**Excerpt provided**.
· · ·

A flight of capital for the oil and gas supply chain “will jeopardise” the UK energy transition, a major lender has warned.
The Scottish National Investment Bank, a public institution owned by the Scottish Government, said private debt and equity have been pulling out of the sector, likely to harm the net zero shift as oilfield services firms of today will support the future energy system.
Chief investment officer Mark Munro made the comments at Energy Voice’s ETIDEX event in Aberdeen last week.
“I hope your takeaway from today is that SNIB recognises access to capital for those companies and people in the supply chain for the energy system of today is challenging and that it’s those people and companies that will support the energy supply chain of tomorrow, and thereby that lack of capital will jeopardise that transition.”
The SNIB, a development bank launched in 2020, has invested around £460m, helping unlock a further £760m.
Those investments have included Aberdeen-based renewable energy storage firm Verlume, shipping firm North Star and EV charging company Trojan Energy, all of which have roots in oil and gas to varying extents.
SNIB’s “just transition principles” mean it can be a provider of “patient capital” and is “comfortable” with fossil fuel exposure as firms transition into renewables.
“There’s not a trip wire of saying, ‘Okay, today you are 100% fossil fuel revenue, by 1st of January 2025, it must be 50%’. We know that that’s a journey over four, five, six, seven years,” Mr Munro told Energy Voice on the conference sidelines.
He added: “These principles said that we will work with businesses that are today the oil and gas revenue dependent and over the coming years will move into a sort of renewable phase.
“That means we are taking fossil fuel revenue exposure today, but we’re comfortable with that and we know that we can work with these businesses.”
Mr Munro said he’d like to see terminology changed around “oilfield services” to “offshore energy supply chain” to better reflect the reality of firms making a switch.
That was reflected in comments from UK energy minister Graham Stuart at the conference, who highlighted “truly integrated” firms, such as those at the Port of Nigg where he found work on oil and gas, offshore wind and even fabrication of the Hinkley Point C nuclear development.
“Companies, everybody I met seemed to be involved in the supply chain across the energy mix. And if you pulled out oil and gas licences you’re effectively – it’s like saying to Sainsbury’s ‘oh you can carry on trading, but by the way you can’t re-stock’.
“Everyone’s going to leave, there’s going to be no innovation, no new investment, and it’s precisely investment and innovation we need in order to green our production.

· · ·

**Exercise directions**. Write out everything in the news report on the energy supply chain from "Chief investment officer" down to "a further £760m.", word for word.

**Given records**.
· · ·

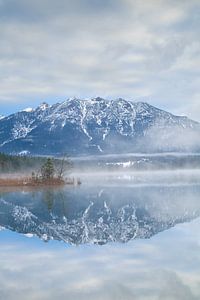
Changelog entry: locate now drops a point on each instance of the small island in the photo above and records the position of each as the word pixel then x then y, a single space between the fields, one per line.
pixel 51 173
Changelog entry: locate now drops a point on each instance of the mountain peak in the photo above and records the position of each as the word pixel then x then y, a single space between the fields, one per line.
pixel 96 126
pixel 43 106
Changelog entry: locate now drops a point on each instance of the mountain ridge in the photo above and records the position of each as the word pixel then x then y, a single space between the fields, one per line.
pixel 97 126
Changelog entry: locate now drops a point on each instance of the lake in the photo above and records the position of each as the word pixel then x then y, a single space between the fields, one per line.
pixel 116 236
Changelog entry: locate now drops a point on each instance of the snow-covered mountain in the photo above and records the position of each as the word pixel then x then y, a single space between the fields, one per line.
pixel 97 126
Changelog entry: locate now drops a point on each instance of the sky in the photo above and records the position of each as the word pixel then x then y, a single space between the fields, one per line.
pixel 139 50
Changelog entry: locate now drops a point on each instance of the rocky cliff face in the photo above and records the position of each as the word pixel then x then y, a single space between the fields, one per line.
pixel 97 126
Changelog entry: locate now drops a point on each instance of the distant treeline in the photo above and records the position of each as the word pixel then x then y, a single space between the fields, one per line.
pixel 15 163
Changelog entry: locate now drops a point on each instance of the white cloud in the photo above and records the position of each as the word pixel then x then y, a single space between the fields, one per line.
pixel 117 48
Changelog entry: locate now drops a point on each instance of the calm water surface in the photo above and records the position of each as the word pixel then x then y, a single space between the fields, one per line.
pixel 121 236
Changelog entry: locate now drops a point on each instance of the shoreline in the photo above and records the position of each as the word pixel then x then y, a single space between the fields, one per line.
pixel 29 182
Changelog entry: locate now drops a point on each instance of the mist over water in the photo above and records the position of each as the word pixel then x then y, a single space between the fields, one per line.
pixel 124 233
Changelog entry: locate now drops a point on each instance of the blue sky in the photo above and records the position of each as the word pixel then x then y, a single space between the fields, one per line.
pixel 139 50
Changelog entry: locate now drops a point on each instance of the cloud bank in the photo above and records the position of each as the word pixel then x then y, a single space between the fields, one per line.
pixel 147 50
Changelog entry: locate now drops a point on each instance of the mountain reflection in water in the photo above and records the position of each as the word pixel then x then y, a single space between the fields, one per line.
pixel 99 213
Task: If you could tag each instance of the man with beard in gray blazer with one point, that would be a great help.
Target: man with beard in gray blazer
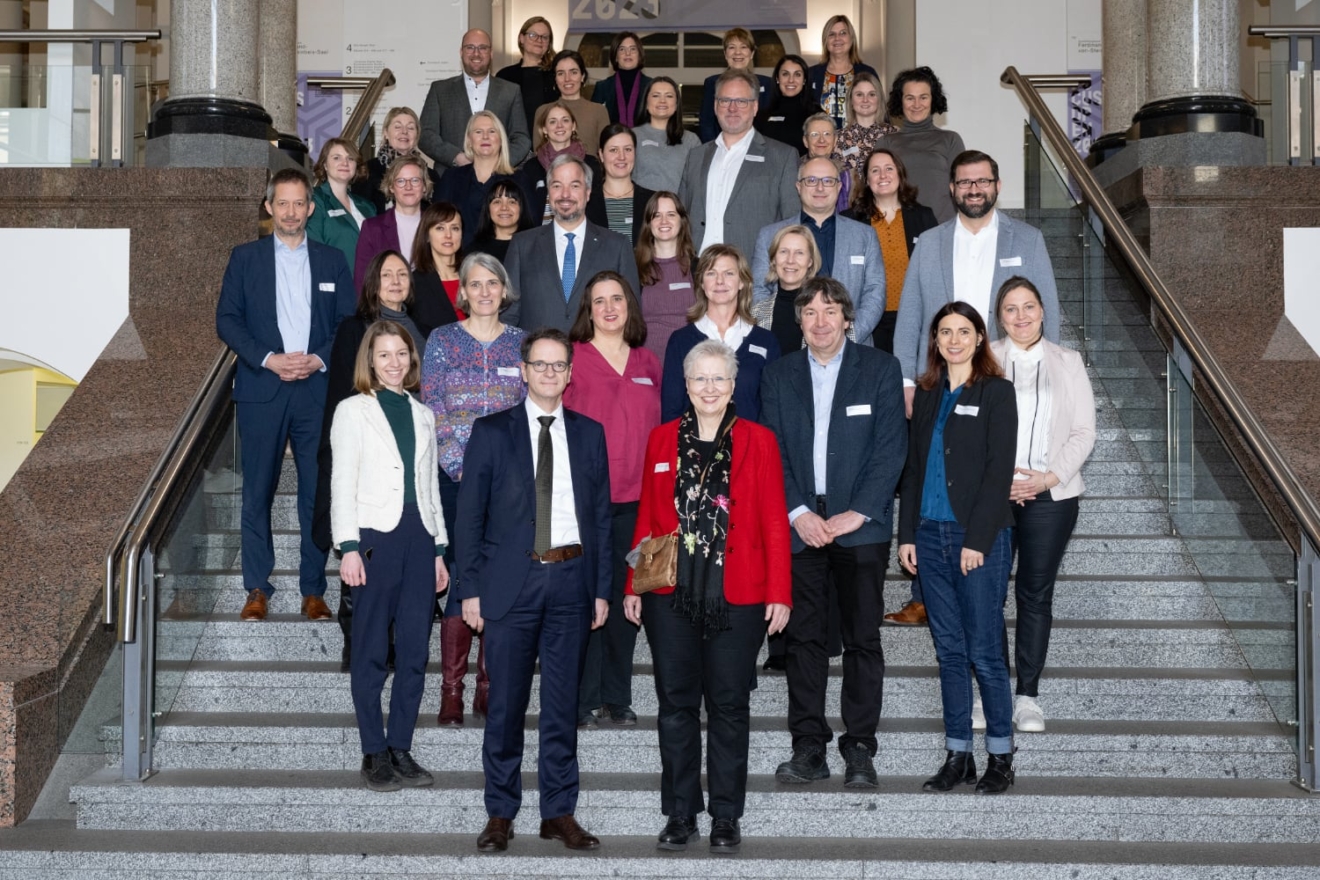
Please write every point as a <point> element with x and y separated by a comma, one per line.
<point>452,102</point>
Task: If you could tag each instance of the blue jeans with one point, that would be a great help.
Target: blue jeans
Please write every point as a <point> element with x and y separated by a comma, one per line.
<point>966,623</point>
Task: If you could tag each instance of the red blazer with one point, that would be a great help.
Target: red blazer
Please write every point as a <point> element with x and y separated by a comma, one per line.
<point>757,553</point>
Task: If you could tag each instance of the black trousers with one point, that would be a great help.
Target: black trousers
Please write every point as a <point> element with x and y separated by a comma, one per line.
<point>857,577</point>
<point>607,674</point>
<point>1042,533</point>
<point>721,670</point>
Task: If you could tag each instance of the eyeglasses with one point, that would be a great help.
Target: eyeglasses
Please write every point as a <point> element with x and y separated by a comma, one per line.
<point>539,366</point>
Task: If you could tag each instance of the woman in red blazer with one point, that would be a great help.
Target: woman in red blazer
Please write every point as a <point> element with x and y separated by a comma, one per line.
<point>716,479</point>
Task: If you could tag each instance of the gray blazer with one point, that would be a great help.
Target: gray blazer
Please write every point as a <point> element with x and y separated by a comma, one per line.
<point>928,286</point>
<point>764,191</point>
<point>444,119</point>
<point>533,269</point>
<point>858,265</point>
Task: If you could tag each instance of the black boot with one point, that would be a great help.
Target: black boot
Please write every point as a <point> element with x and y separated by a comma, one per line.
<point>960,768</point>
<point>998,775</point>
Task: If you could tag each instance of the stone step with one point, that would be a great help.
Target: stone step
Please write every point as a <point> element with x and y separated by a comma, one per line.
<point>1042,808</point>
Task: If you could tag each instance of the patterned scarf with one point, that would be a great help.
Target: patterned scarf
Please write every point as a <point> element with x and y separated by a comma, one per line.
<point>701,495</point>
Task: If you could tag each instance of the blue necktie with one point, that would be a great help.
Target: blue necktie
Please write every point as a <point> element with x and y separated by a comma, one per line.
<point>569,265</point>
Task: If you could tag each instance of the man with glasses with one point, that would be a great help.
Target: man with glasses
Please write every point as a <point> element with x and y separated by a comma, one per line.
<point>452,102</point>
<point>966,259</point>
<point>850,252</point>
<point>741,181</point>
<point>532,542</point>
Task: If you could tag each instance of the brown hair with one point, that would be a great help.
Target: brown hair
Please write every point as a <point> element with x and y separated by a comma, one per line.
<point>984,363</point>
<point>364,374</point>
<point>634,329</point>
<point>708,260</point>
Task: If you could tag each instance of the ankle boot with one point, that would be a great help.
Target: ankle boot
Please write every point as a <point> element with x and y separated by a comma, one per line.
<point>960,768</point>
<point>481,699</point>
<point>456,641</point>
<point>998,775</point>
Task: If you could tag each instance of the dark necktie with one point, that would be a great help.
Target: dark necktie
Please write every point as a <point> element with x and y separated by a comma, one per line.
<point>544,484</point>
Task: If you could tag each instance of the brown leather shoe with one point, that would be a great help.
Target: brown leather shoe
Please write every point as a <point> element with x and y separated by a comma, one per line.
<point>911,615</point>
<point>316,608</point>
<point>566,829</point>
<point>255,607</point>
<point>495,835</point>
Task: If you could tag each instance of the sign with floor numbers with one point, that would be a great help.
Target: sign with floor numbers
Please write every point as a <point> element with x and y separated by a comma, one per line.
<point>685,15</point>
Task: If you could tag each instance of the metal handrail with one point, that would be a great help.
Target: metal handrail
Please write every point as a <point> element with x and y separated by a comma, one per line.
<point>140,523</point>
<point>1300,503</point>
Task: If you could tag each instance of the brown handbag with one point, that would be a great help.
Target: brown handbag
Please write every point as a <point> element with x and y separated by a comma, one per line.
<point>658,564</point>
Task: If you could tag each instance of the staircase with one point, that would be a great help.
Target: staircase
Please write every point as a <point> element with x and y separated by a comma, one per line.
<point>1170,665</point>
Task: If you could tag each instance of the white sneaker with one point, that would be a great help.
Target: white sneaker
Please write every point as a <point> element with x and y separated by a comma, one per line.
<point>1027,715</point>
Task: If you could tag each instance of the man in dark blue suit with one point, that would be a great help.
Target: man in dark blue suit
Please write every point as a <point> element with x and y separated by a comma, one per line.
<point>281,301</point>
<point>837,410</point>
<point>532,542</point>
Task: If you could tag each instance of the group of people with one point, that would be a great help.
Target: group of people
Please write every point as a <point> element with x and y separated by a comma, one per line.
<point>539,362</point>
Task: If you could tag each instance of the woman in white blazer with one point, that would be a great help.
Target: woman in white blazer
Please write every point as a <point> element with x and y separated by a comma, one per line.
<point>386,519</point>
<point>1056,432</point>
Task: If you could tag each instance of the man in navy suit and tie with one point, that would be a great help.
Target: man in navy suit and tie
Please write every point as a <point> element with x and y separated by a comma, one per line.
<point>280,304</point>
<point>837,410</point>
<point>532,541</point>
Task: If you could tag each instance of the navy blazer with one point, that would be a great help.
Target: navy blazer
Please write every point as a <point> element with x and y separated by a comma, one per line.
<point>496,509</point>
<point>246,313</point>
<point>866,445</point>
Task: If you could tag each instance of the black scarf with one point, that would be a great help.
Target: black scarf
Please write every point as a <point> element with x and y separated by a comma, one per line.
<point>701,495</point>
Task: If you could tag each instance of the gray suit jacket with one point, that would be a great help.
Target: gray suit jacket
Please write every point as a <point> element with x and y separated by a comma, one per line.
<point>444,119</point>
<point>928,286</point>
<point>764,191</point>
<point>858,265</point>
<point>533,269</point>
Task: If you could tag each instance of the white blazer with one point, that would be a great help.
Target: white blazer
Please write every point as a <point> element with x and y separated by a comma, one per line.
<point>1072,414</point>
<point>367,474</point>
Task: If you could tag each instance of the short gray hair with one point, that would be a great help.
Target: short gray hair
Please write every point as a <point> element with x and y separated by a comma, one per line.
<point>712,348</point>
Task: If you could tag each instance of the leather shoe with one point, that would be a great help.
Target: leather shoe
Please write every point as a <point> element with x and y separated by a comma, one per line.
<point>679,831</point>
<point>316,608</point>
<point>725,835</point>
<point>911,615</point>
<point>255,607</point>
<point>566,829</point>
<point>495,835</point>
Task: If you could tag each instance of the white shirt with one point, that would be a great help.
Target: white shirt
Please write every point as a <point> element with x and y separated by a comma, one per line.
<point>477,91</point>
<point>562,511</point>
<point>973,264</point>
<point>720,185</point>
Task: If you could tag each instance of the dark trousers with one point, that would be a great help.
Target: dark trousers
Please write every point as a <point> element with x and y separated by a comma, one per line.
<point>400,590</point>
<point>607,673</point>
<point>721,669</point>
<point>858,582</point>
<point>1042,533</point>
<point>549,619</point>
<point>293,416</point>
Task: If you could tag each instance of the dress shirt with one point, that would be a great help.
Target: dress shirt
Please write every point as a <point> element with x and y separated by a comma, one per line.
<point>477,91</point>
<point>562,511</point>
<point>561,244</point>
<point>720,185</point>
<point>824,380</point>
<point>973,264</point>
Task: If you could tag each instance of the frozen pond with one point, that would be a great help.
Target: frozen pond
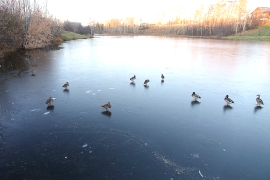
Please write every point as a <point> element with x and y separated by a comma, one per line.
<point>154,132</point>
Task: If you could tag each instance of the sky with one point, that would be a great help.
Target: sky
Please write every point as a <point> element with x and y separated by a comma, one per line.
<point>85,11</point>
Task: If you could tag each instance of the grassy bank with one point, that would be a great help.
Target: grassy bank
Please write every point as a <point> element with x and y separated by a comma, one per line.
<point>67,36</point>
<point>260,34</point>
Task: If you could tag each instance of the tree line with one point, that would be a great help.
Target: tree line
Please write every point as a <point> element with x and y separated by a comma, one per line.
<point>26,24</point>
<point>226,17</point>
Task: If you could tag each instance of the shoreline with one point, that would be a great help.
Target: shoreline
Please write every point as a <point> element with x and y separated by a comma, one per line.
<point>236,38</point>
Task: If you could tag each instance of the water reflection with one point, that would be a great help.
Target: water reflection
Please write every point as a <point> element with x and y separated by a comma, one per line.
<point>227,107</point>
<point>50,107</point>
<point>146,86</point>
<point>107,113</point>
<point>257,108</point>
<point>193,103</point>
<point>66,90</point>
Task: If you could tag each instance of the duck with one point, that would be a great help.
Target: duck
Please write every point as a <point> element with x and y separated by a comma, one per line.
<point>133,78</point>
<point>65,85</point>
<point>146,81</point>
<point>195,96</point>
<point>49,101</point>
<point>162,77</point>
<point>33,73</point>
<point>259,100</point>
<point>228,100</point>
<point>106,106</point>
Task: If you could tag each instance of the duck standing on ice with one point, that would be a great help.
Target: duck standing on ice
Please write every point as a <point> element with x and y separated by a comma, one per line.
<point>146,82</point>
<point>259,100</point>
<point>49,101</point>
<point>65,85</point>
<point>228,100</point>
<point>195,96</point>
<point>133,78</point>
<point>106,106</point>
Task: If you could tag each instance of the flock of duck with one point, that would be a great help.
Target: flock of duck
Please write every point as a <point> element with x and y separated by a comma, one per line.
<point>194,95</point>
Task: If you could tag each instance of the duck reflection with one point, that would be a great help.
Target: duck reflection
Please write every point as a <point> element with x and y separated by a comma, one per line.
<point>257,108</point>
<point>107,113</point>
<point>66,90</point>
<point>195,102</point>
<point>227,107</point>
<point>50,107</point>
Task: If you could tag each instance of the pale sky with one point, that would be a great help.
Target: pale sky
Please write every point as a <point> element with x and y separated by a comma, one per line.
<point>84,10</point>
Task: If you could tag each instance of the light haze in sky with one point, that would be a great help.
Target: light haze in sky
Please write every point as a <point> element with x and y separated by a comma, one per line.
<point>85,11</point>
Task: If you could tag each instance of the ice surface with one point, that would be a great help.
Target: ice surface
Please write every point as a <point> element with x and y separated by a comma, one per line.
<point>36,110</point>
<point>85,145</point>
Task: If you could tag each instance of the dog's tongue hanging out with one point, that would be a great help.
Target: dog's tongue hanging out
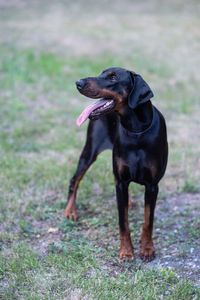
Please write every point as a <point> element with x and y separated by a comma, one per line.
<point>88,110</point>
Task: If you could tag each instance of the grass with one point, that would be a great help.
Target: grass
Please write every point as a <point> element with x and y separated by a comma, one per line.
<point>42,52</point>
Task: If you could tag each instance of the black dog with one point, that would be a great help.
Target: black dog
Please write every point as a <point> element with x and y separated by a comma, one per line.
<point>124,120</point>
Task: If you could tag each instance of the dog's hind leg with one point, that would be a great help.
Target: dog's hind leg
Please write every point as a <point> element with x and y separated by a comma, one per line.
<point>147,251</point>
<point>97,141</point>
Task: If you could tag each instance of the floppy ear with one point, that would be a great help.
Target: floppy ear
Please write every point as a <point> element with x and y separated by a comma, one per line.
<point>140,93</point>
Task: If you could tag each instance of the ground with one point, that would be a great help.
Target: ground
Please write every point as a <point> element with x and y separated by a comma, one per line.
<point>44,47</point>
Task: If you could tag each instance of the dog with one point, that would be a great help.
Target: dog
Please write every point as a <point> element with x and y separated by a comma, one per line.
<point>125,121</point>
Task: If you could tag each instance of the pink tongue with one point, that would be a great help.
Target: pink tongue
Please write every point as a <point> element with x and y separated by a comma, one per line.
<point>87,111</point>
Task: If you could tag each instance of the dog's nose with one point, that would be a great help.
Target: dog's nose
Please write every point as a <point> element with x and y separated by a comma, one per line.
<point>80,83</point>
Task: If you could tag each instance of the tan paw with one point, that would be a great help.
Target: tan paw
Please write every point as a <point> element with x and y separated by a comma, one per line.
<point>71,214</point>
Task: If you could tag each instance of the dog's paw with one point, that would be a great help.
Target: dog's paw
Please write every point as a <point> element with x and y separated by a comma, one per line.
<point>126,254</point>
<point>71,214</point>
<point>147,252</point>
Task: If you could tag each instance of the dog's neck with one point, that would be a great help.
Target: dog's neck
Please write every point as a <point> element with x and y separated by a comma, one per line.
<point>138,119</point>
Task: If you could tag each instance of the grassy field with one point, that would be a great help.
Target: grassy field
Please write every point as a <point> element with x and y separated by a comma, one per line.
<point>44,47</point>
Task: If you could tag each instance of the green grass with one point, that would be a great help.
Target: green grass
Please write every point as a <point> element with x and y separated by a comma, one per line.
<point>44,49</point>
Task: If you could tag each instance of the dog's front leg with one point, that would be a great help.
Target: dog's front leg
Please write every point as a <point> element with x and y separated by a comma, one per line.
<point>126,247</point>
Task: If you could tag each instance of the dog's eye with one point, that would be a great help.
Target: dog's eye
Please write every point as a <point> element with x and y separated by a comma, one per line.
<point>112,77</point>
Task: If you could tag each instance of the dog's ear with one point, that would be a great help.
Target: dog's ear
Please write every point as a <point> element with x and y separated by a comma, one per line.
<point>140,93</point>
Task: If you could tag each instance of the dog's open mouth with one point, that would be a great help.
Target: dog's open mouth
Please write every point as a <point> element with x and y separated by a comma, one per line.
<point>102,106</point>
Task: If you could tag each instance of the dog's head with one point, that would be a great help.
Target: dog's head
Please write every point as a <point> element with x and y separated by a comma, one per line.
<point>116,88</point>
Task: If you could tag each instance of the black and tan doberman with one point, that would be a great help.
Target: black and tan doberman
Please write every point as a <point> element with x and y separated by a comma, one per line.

· · ·

**Expected answer**.
Chief investment officer Mark Munro made the comments at Energy Voice’s ETIDEX event in Aberdeen last week.
“I hope your takeaway from today is that SNIB recognises access to capital for those companies and people in the supply chain for the energy system of today is challenging and that it’s those people and companies that will support the energy supply chain of tomorrow, and thereby that lack of capital will jeopardise that transition.”
The SNIB, a development bank launched in 2020, has invested around £460m, helping unlock a further £760m.